Your objective: Switch "foamy wake" to "white water" everywhere it occurs in the lines below, leaving everything else unchanged. Reproduce the lines without the pictures.

Records to use:
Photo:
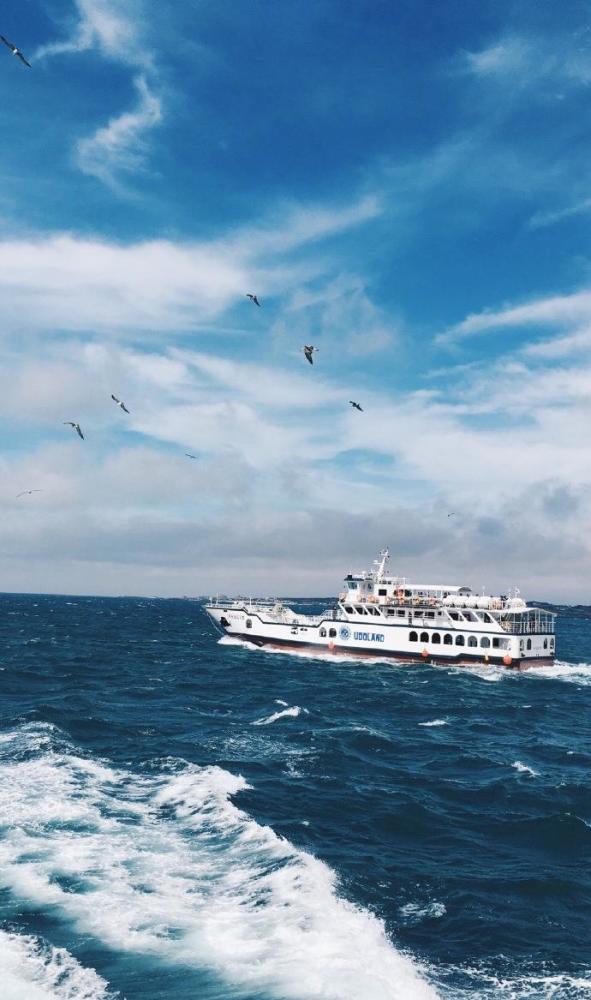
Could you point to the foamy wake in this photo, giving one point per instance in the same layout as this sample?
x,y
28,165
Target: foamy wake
x,y
524,769
286,713
575,673
34,970
416,913
165,864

Result of this exercise:
Photo:
Could you point to the white water in this photo, giving one point per instance in the same layout as this sample?
x,y
28,165
Target: white water
x,y
524,769
286,713
575,673
34,970
416,913
165,864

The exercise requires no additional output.